▶ Exercise: Restate every entry word for word.

================

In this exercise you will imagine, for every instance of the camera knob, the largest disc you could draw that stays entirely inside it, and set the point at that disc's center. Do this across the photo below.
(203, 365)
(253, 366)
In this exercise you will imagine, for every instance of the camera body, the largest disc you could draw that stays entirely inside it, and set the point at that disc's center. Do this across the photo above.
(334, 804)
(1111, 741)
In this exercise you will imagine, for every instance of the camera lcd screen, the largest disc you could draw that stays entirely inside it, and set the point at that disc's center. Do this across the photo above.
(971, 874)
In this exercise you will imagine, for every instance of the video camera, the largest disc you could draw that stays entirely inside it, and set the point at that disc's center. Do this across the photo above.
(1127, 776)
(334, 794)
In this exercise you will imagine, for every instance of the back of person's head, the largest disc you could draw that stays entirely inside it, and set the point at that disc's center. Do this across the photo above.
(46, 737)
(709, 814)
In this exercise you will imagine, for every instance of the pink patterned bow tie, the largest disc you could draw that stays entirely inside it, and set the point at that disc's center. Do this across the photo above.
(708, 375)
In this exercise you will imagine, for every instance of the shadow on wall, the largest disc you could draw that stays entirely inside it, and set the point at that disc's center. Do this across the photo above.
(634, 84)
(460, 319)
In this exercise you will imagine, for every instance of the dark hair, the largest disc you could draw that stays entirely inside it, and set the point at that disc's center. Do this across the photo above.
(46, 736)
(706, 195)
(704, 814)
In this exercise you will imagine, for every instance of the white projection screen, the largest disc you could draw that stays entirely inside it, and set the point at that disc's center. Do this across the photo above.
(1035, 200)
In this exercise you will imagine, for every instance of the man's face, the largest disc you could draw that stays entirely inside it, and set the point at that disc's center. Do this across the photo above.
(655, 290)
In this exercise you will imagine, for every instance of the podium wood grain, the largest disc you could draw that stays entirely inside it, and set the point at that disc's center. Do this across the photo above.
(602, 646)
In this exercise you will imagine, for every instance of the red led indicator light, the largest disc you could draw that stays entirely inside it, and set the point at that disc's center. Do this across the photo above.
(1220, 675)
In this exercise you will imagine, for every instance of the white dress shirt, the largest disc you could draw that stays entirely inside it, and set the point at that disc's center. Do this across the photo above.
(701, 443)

================

▶ Response to this task:
In this exercise you will imagine, for every instance of the camera knob, the largest disc you could draw that stays entirely inside it, and set the point at that disc's center. Do this across the photo below.
(203, 365)
(253, 366)
In this exercise you will imagine, for every instance of the camera body, the largest disc you could draw that stays entirely inside it, and set the point at that disc's center. Do this across the photo above.
(334, 804)
(1111, 741)
In this exercise you will imagine, for every instance of the camera lcd screen, the largest disc you could draw that stays entirely inside it, and set the point at that disc's center. Do this across the photo above.
(971, 874)
In this exercise you will imagine, for every instance of the video camera, the largest disc you could draw that stays entirely inside it, and set the point at that disc's center. Do this across the photo above.
(1127, 776)
(334, 794)
In this exercise you will imagine, for every instance of the back of person's head, the largest disc you could draw that stays entirely inside it, and set the point at that disc's center. Do this across the photo above.
(46, 737)
(709, 814)
In this exercise you will imagine, for every instance of the pink patterned bow tie, the largest disc you could draw that stays entirely inside it, and set the point at that disc's center. Do this across the photo above.
(708, 375)
In this exercise you will imagine, for every instance of the shadow on wall, the largest disc you could draw that stays entirely inside it, and set the point at that disc's center. Do this across the photo above.
(634, 84)
(460, 319)
In this exercise you will imagine, for every instance of the dark hair, the largest disc you could draw that stays entirely inside it, and set the point at that disc's center. Do this across the photo above.
(46, 736)
(706, 195)
(704, 814)
In this exercise you will imagine, for every instance of the white projection screen, the largest disc you could draw that stays entirely inside it, and set the point at that disc's center. Do this across the photo above.
(1035, 200)
In this exercise you will imagine, for every instance of the man's face, the largest disc you could draw that stays entirely inside it, and set the point at that disc's center. Do this across the photo above.
(655, 290)
In this exercise you will imagine, for every instance of the podium wood grain, the largest disc you could draw that stays entirely inside it, and set the point at that disc's center. Do this across the photo above.
(602, 646)
In this exercise you will imagine, for every instance of the red led indicator light, the largest disc you could draw that stays entirely inside it, and set the point at that disc's center. Do this across the photo above.
(1220, 675)
In this exercise you will imagine, for every instance of the white dress shirt, the largest disc you could draw that stays entirely inside it, and set the point at that disc's center. Do this across the photo above.
(701, 443)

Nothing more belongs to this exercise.